**INSTRUCTIONS:**
[1] According to the Databricks notebook, which layer are the customer and product dimension tables loaded from?
[2] Reproduce everything in the Databricks notebook from "2. **Load Dimension" down to "df.display()".
[3] Extend the Databricks notebook on loading and joining tables by writing the part that comes after its last line.

**SOURCE DOCUMENT:**
....

# Data Loading and Joining in Databricks

This notebook demonstrates how to load data from different tables in Databricks and perform joins to create a fact table.

## Steps

1. **Load Orders Data**  
   Load the orders data from the silver layer.

2. **Load Dimension Tables**  
   Load customer and product dimension tables from the gold layer.

3. **Join DataFrames**  
   Join the orders data with the customer and product dimensions to create a fact table.


In [0]:
df = spark.sql("select * from databricks_catalog.silver.orders_silver")

df.display()

In [0]:
df_dim_cus = spark.sql("select DimCustomerKey, customer_id as dim_customer_id from databricks_catalog.gold.dimcustomers")

df_dim_pro = spark.sql("select product_id as dim_product_id from databricks_catalog.gold.dim_products")


In [0]:

df_fact = df.join(df_dim_cus, df['customer_id'] == df_dim_cus['dim_customer_id'], 'left').join(df_dim_pro, df['product_id'] == df_dim_pro['dim_product_id'], 'left')

display(df_fact)

....

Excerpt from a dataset
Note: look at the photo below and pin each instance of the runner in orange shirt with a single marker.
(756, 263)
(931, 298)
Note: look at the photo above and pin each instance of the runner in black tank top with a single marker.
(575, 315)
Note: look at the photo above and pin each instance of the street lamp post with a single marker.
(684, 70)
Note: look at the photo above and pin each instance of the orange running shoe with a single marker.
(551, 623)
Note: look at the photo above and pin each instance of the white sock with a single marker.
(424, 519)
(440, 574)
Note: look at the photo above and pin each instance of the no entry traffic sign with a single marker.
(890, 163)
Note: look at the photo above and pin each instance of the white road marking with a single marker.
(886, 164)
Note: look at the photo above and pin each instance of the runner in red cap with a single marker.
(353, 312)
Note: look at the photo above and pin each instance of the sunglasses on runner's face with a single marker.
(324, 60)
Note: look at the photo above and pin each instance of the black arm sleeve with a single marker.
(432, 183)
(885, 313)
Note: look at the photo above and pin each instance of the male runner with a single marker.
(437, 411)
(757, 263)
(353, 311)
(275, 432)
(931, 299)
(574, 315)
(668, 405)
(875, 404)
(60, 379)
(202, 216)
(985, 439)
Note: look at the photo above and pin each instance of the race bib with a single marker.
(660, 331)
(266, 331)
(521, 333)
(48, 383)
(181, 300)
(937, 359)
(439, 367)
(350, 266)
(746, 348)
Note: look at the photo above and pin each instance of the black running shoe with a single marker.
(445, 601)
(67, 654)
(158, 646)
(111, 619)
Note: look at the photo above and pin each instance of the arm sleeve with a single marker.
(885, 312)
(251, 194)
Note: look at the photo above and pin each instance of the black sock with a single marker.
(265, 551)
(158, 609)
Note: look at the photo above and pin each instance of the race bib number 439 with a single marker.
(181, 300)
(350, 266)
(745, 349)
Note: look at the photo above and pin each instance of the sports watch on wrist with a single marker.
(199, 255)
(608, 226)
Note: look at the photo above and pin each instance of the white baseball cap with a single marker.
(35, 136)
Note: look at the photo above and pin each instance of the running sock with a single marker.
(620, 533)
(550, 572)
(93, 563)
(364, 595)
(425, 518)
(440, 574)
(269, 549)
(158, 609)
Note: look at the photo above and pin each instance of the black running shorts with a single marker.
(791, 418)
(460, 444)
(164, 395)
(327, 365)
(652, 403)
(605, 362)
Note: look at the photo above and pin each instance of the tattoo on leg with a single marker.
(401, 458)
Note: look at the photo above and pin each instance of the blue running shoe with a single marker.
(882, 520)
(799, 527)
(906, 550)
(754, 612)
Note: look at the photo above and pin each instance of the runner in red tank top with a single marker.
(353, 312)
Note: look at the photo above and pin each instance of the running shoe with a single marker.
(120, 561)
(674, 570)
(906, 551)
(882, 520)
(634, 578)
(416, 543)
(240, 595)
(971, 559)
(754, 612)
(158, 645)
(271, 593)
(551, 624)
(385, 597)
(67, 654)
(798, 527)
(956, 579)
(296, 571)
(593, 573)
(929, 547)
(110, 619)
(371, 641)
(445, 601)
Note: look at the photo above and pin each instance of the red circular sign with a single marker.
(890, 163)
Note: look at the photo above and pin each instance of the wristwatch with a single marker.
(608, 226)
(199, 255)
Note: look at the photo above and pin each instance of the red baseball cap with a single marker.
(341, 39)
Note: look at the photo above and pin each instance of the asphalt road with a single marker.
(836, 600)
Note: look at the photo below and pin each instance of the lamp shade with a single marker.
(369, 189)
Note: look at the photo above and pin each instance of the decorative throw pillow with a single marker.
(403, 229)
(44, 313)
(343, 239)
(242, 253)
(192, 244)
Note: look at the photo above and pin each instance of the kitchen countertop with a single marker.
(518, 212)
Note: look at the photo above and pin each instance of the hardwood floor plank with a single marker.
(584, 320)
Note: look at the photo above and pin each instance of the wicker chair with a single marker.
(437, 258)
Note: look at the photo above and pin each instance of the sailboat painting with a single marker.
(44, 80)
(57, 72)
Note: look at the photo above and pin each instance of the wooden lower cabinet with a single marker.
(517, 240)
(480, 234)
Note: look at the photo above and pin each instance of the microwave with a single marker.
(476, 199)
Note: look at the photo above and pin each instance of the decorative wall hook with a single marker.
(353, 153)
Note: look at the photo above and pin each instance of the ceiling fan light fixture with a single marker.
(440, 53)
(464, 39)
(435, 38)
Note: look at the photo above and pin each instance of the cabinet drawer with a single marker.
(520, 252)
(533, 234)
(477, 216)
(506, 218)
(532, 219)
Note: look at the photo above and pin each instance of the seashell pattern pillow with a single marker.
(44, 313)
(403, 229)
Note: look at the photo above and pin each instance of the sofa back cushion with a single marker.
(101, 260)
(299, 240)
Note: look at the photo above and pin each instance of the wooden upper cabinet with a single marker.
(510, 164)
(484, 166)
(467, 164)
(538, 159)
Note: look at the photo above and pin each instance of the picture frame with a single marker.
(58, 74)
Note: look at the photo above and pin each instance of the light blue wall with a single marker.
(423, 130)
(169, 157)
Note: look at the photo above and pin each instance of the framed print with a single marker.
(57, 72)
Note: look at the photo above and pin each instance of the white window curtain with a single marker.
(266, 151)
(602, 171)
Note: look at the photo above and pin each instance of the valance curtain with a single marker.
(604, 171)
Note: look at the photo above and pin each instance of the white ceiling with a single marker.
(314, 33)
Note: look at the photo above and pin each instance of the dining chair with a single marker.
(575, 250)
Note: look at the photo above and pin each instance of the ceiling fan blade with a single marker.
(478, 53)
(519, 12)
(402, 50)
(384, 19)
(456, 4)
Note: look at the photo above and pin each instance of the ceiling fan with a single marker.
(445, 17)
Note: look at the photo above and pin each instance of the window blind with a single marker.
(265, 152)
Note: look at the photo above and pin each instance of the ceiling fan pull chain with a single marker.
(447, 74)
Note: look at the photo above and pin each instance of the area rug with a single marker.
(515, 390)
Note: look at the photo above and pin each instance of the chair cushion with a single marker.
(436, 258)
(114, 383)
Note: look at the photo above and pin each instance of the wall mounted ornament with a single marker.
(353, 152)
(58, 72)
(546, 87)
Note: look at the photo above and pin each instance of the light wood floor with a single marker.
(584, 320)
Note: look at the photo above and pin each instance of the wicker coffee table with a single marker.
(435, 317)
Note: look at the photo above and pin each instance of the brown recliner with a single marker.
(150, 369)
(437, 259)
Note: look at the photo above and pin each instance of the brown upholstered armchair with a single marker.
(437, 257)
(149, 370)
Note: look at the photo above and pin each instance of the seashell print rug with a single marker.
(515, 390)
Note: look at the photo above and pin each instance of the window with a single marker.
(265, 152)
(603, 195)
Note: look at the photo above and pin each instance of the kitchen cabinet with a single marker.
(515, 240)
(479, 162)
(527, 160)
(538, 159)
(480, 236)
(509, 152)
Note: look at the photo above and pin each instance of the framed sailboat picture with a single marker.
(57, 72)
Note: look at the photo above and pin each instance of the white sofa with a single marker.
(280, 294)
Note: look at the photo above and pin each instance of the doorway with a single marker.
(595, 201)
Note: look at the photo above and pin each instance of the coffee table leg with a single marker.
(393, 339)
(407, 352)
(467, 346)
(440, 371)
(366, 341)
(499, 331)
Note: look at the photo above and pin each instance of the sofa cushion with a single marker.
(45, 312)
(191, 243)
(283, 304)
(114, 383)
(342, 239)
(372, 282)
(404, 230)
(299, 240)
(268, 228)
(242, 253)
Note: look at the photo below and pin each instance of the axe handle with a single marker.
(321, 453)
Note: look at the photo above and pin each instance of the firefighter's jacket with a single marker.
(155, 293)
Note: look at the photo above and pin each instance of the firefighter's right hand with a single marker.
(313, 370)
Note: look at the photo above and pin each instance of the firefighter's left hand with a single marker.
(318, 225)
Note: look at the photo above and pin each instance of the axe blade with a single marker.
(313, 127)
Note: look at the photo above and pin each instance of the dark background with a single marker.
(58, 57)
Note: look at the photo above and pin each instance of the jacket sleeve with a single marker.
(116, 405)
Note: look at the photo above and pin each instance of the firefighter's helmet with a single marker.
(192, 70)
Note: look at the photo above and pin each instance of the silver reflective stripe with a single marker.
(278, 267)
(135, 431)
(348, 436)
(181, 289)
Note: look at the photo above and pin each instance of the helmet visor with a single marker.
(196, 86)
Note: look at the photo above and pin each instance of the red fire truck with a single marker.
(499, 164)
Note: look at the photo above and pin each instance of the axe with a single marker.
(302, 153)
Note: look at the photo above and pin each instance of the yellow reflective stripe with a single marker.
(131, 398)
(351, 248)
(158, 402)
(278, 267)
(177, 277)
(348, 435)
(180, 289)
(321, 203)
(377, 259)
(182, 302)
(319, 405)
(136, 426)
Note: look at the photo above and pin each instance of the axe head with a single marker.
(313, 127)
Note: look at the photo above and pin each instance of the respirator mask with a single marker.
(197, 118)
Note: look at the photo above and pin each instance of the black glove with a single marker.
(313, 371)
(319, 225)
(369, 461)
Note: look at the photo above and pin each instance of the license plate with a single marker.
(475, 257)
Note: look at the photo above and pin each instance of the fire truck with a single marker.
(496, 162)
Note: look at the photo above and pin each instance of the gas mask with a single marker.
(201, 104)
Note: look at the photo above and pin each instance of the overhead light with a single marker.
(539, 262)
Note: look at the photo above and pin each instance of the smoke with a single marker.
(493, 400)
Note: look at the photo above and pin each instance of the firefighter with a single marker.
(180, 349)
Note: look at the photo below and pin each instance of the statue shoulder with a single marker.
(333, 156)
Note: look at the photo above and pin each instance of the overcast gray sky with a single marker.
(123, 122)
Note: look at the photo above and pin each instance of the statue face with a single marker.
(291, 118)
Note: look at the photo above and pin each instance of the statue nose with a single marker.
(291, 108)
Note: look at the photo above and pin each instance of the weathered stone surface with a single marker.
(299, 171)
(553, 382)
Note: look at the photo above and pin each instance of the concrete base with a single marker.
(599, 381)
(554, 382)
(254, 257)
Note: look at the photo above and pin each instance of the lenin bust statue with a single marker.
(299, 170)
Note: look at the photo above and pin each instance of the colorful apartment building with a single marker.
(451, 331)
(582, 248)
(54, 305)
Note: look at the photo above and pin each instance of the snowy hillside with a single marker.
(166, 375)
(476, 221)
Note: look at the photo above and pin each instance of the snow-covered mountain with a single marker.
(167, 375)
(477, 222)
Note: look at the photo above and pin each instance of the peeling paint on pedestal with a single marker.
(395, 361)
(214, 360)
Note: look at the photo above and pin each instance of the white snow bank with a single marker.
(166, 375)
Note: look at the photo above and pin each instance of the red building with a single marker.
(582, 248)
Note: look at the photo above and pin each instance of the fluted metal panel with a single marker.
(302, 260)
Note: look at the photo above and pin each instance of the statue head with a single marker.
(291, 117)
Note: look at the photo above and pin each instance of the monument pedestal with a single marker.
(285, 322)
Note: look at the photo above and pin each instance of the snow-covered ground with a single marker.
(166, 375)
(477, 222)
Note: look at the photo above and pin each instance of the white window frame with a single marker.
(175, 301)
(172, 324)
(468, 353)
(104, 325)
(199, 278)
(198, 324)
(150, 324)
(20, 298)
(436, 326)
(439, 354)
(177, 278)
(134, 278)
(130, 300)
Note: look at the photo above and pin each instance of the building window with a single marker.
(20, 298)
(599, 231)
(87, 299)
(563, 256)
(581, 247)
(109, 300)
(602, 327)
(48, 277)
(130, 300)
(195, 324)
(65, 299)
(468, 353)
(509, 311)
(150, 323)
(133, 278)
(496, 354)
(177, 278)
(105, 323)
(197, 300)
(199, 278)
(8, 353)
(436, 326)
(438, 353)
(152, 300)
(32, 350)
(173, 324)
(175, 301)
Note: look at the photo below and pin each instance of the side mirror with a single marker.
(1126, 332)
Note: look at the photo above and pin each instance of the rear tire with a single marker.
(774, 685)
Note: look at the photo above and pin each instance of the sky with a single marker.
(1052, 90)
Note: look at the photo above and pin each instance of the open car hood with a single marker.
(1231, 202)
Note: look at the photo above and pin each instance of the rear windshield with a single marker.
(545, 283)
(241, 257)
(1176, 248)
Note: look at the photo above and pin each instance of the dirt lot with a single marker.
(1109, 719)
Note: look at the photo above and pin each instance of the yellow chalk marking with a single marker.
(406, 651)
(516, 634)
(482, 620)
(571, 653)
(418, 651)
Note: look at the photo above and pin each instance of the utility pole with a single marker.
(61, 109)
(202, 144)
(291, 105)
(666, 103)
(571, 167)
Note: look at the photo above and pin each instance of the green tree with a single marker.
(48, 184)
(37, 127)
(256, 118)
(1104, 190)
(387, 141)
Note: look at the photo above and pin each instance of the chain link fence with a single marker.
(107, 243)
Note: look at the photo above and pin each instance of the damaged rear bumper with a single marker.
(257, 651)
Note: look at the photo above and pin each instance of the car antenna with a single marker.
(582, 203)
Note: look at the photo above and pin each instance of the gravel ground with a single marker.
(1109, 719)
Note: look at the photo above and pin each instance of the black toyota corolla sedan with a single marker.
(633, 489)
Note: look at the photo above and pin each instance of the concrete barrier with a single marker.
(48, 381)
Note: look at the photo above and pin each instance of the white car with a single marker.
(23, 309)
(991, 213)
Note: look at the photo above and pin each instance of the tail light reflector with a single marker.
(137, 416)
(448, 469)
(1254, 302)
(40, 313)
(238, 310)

....

**RESULTS OF THE TASKS:**
[1] The gold layer.

[2]
2. **Load Dimension Tables**  
   Load customer and product dimension tables from the gold layer.

3. **Join DataFrames**  
   Join the orders data with the customer and product dimensions to create a fact table.


In [0]:
df = spark.sql("select * from databricks_catalog.silver.orders_silver")

df.display()

[3]
In [0]:
from delta.tables import DeltaTable

In [0]:
if spark.catalog.tableExists("databricks_catalog.gold.gold_orders"):
    dlt_obj = DeltaTable.forName(spark, "databricks_catalog.gold.gold_orders")

    dlt_obj.alias("t").merge(
        df_fact.alias("s"),
        "t.order_id = s.order_id AND t.DimCustomerKey = s.DimCustomerKey AND t.dim_customer_id = s.dim_customer_id AND t.dim_product_id = s.dim_product_id" )\
            .whenMatchedUpdateAll()\
                .whenNotMatchedInsertAll()\
                    .execute()
else:
    df_fact.write.format("delta")\
        .option("path","abfss://gold@azuresadatalake.dfs.core.windows.net/FactOrders")\
        .saveAsTable("databricks_catalog.gold.gold_orders")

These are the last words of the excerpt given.